[Voci di puntamento di oggetti nelle foto]

——————————

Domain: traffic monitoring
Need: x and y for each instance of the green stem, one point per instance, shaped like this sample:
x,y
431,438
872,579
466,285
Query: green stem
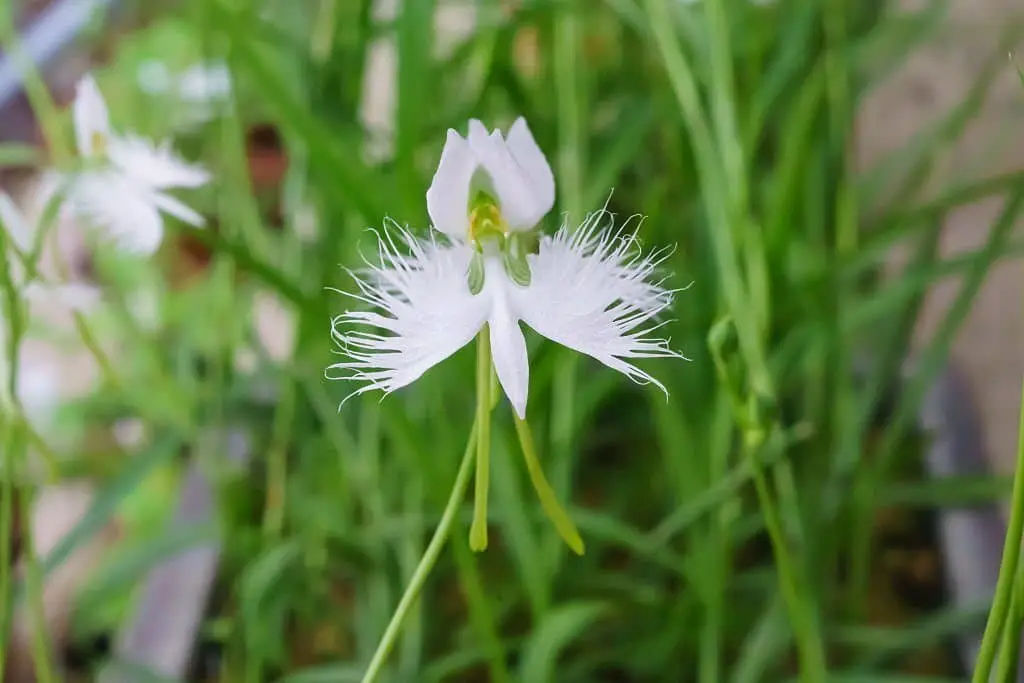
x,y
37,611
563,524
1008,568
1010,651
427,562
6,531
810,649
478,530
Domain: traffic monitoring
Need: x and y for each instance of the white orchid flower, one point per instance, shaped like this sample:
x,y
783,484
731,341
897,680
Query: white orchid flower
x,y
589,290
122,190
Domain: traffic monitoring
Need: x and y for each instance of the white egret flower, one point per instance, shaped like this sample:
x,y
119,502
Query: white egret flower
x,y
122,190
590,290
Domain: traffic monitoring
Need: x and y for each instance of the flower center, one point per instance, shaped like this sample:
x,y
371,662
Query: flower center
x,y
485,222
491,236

——————————

Compito breve ▸
Individua nelle voci qui sopra ogni riga che contiene la stringa "Query" e ricopiala.

Risposta esercizio ▸
Query: green stem
Query: white orchid flower
Query: white egret flower
Query: flower center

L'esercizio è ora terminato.